-- START Page --
This is calculating velocity. Not "finding a point to rotate to."

Why do you need to translate by position.x and position.y?

If you don't, you'll always be drawing to the same space?

Why does the PVector velocity have values of (0, -1)? It has to start out with some value. Why not that one?

Initially this makes sense as with position.add(velocity), you are adding the PVector velocity to position which means position.y decrements by 1, thus moving the ship upwards along the y axis. Where this stops making sense is when you rotate the angle at which the ship is pointing around its own axis. If the ship is pointing down for example and you press UP, how does the ship move downwards if you are taking away from the y axis?

I think that with pushMatrix and popMatrix, you are limiting the scope of rotation to the width of the ship. Could it be that when you rotate the ship you are actually rotating the axis on which it sits? So that when the ship is pointing left, the y axis has revolved counter clockwise to the left also?

This is calculating velocity. Not "finding a point to rotate to."

I don't understand this.

In my course, whenever we have utilised the trig functions it has been to find an x and a y coordinate to draw to based on an angle (theta) multiplied by a radius. In this program however, no radius is included in the calculation. Why?

If you don't, you'll always be drawing to the same space?

I think I get that. Continuously translating to the newly updated position of the ship ensures that the center point of the ship remains the origin of translation, and so the lines continue to be drawn to the new positions rather than a fixed position like the middle of the screen. Is that right?

Thanks for taking the time to help me with this by the way. Maths is not my strongest point, but I try to improve bit by bit.

Initially this makes sense as with position.add(velocity), you are adding the PVector velocity to position which means position.y decrements by 1, thus moving the ship upwards along the y axis.

Initially is the only place this happens as the code in question is only executed when the object is created. [Edit: Note that the value it is initialized to is completely irrelevant because it is always assigned another value before it is used.]

If the ship is pointing down for example and you press UP, how does the ship move downwards if you are taking away from the y axis?

The velocity, which is calculated based on the ships rotation or orientation, is added to the position in the update function.

I think that with pushMatrix and popMatrix, you are limiting the scope of rotation to the width of the ship.

You are limiting the scope of the translation/rotation transformations to betwixt the two. It doesn't have anything to do with the width of the ship.
-- END Page --
-- START Dataset content --
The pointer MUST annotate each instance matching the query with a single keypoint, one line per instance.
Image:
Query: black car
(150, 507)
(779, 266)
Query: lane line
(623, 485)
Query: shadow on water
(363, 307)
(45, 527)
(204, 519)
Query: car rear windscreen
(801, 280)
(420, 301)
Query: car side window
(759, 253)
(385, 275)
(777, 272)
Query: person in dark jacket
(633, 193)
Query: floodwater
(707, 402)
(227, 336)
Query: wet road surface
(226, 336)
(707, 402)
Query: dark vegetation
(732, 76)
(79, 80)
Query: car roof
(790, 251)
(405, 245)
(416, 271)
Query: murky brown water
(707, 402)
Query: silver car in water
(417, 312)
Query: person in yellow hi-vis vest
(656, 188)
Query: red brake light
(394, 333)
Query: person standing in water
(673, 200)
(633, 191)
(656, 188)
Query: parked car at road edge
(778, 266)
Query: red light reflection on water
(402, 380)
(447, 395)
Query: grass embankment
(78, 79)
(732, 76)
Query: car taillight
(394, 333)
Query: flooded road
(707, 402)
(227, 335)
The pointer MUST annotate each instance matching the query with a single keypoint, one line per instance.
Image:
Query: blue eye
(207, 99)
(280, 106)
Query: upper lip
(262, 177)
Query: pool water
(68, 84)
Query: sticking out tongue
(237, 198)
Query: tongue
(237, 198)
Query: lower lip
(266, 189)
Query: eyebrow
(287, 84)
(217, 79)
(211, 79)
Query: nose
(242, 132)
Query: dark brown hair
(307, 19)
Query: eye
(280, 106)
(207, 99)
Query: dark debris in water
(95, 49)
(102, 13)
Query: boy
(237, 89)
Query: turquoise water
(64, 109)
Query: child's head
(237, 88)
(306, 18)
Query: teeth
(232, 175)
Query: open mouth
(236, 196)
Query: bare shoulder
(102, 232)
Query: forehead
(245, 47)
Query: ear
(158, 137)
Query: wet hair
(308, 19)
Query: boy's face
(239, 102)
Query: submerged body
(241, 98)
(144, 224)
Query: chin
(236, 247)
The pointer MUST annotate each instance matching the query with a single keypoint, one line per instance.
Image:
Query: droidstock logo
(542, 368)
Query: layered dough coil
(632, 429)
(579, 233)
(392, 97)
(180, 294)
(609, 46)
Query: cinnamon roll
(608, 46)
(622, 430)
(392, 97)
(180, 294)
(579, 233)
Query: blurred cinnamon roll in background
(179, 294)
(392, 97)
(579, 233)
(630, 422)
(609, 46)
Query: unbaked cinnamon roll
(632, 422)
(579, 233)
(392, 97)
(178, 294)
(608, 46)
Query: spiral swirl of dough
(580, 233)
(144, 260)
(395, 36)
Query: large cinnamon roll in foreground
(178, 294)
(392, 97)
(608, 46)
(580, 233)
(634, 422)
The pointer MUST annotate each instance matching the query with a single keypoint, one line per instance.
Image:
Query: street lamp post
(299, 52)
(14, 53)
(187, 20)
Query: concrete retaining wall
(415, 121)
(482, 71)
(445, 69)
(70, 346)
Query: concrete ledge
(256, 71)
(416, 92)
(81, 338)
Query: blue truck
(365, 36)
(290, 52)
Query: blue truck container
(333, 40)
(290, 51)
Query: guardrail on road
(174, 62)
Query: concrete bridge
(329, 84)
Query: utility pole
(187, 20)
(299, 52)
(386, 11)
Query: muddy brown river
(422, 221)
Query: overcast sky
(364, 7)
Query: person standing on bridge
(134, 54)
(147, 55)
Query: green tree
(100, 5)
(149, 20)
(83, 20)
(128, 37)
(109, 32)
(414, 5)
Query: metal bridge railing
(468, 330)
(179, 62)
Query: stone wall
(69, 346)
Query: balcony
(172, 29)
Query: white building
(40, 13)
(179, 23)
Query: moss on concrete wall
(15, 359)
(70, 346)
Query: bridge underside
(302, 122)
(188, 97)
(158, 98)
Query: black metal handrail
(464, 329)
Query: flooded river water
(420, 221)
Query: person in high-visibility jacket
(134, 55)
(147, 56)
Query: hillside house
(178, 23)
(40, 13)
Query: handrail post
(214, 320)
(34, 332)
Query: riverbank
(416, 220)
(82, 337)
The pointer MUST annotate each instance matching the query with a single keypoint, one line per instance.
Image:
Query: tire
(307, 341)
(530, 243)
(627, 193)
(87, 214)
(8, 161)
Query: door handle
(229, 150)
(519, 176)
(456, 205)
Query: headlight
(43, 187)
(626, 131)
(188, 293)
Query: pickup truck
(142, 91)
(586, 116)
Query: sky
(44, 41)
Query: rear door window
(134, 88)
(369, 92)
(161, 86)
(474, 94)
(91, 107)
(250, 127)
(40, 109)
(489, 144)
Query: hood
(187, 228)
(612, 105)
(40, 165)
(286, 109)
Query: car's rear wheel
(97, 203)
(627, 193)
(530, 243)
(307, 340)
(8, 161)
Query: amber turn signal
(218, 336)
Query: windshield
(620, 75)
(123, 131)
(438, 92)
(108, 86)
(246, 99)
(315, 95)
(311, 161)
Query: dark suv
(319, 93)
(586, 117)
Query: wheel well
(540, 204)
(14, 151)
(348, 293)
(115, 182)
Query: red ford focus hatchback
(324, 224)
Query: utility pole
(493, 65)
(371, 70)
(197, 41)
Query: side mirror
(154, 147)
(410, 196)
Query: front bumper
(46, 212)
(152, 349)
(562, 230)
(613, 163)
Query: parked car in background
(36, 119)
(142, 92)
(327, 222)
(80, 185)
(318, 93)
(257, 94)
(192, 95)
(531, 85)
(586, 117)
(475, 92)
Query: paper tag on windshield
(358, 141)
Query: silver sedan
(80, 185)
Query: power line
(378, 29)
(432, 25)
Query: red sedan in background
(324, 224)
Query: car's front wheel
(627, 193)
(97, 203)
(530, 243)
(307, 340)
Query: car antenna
-- END Dataset content --
» Tasks to carry out
a - Please copy the ship-rotation thread word for word, from "I don't understand" up to and including "bit by bit.".
b - Continue the forum thread on the ship's velocity and rotation, starting after its last sentence.

» The replies
a -
I don't understand this.

In my course, whenever we have utilised the trig functions it has been to find an x and a y coordinate to draw to based on an angle (theta) multiplied by a radius. In this program however, no radius is included in the calculation. Why?

If you don't, you'll always be drawing to the same space?

I think I get that. Continuously translating to the newly updated position of the ship ensures that the center point of the ship remains the origin of translation, and so the lines continue to be drawn to the new positions rather than a fixed position like the middle of the screen. Is that right?

Thanks for taking the time to help me with this by the way. Maths is not my strongest point, but I try to improve bit by bit.

b -
Could it be that when you rotate the ship you are actually rotating the axis on which it sits? So that when the ship is pointing left, the y axis has revolved counter clockwise to the left also?

No.

In my course, whenever we have utilised the trig functions it has been to find an x and a y coordinate to draw to based on an angle (theta) multiplied by a radius. In this program however, no radius is included in the calculation. Why?

The program is not finding an x and y coordinate to draw to. It is calculating the velocity based on the orientation (or rotation) of the ship.

think I get that. Continuously translating to the newly updated position of the ship ensures that the center point of the ship remains the origin of translation, and so the lines continue to be drawn to the new positions rather than a fixed position like the middle of the screen. Is that right?

That's a reasonable way to think of it, yes.

I think my main problem revolves around these two lines. I don't understand how they work or what exactly they do.

Okay, so when velocity = (0, -1), sin(0) makes velocity.x = 0 and -cos(0) makes velocity.y = -1. This is added to position making position = (x, y - 1), moving the ship up.

When you press LEFT or RIGHT, you change theta (so it's no longer 0). Let's say you press RIGHT, making theta 0.5. sin(0.5) is some long positive decimal number less than 1 and so is cos(0.5), however the minus turns it negative.
This added to position makes position = (x + num, y - num), moving the ship RIGHT and UP.

As you change the value of theta, various positive and negative values are added to position, making the ship move around the screen.

That's kind of as much as I know, and it could be wrong. Why do the trig functions need to be used? Why can't you calculate velocity.x and y based on just theta? This really is the main thing, how do the trig functions work and why are they necessary?

Why do the trig functions need to be used? Why can't you calculate velocity.x and y based on just theta? This really is the main thing, how do the trig functions work and why are they necessary?

Given a position and an angle, can you work out the slope of the line the ship would folllow and the position the ship would be at if it traveled exactly one unit?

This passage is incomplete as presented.